- [Problem to work on]:
Extract all of the entries and set them down verbatim.

***** Dataset content *****

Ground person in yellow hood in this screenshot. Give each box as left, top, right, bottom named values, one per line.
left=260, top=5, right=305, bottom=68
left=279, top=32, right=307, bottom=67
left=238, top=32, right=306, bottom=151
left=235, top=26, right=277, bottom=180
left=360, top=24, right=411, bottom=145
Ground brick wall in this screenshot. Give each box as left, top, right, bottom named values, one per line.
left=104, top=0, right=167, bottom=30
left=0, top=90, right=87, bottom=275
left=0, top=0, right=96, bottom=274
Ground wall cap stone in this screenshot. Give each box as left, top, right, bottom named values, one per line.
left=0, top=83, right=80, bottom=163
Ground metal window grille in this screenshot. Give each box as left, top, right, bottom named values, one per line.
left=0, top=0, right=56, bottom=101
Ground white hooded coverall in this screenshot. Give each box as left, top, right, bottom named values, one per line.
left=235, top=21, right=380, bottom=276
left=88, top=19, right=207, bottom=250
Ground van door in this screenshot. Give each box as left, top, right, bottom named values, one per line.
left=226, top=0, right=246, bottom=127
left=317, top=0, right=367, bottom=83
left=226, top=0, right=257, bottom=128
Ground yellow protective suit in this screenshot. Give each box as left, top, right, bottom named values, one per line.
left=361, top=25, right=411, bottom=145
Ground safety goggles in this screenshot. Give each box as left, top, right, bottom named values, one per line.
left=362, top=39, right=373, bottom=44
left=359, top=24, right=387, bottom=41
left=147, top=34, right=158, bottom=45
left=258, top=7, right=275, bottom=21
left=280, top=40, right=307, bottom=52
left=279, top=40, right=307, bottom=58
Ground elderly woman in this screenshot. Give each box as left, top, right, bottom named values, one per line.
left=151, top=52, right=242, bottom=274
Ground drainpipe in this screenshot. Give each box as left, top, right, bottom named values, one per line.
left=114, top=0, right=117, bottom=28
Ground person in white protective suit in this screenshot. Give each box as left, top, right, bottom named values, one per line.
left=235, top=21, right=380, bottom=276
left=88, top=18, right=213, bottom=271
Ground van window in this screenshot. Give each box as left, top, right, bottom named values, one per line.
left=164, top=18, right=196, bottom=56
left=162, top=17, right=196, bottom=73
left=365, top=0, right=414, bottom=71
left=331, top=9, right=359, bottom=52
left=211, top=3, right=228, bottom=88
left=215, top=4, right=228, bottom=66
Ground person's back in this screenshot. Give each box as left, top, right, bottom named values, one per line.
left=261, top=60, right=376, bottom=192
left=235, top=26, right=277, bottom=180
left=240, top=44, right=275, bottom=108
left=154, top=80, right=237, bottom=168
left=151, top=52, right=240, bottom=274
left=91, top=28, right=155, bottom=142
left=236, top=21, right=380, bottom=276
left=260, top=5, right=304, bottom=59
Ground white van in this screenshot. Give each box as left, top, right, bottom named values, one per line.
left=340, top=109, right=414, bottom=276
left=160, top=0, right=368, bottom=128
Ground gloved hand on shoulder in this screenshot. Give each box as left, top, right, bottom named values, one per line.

*****

- [Exercise answer]:
Ground person in yellow hood in this screenshot. Give each box as left, top, right, bottom named values, one per line.
left=260, top=5, right=305, bottom=68
left=279, top=32, right=307, bottom=67
left=238, top=32, right=306, bottom=151
left=235, top=26, right=277, bottom=180
left=360, top=24, right=411, bottom=145
Ground brick wall in this screenshot. Give each box as left, top, right, bottom named values, one per line.
left=104, top=0, right=167, bottom=30
left=0, top=90, right=87, bottom=275
left=0, top=0, right=96, bottom=274
Ground wall cap stone in this screenshot. Give each box as left, top, right, bottom named values, one per line.
left=0, top=83, right=80, bottom=163
Ground metal window grille in this screenshot. Give each box as left, top, right, bottom named values, one per line.
left=0, top=0, right=56, bottom=101
Ground white hooded coverall in this screenshot. Give each box as left, top, right, bottom named values, one per line.
left=235, top=21, right=380, bottom=276
left=88, top=19, right=207, bottom=250
Ground van door in this screenshot. Give each box as left, top, right, bottom named values, one per line.
left=226, top=0, right=246, bottom=127
left=317, top=0, right=367, bottom=83
left=226, top=0, right=257, bottom=128
Ground yellow protective suit in this screenshot. Give each box as left, top, right, bottom named values, one per line.
left=361, top=25, right=411, bottom=145
Ground safety goggles in this screenshot. Give each box as left, top, right, bottom named values, one per line.
left=362, top=39, right=373, bottom=44
left=359, top=24, right=387, bottom=41
left=147, top=34, right=158, bottom=45
left=258, top=7, right=275, bottom=21
left=280, top=40, right=307, bottom=52
left=279, top=40, right=307, bottom=58
Ground elderly woman in this screenshot. Give each box as left, top, right, bottom named values, one per line.
left=151, top=52, right=242, bottom=274
Ground drainpipe in this screenshot. Give each box as left, top, right, bottom named values, one per line.
left=114, top=0, right=117, bottom=28
Ground person in white protective suit in this screenshot. Give each box as left, top, right, bottom named values, one per line.
left=235, top=21, right=380, bottom=276
left=88, top=18, right=213, bottom=271
Ground van window in this screenshot. Give each box as left, top, right, bottom named values, one per line.
left=164, top=18, right=196, bottom=56
left=162, top=17, right=196, bottom=73
left=365, top=0, right=414, bottom=71
left=331, top=9, right=359, bottom=52
left=211, top=3, right=228, bottom=88
left=215, top=4, right=228, bottom=66
Ground person's back in this screenshot. Give each box as left, top, right, bottom named values, one per line.
left=261, top=60, right=376, bottom=192
left=235, top=26, right=277, bottom=180
left=240, top=44, right=275, bottom=108
left=154, top=80, right=237, bottom=168
left=151, top=52, right=240, bottom=274
left=91, top=28, right=155, bottom=142
left=236, top=21, right=380, bottom=276
left=260, top=5, right=304, bottom=59
Ground white van in this screenshot. Give each box as left, top, right, bottom named values, one per line.
left=340, top=109, right=414, bottom=276
left=160, top=0, right=368, bottom=128
Ground gloved hand on shoulder in this screenshot. Give each box as left, top, right, bottom named values, one per line.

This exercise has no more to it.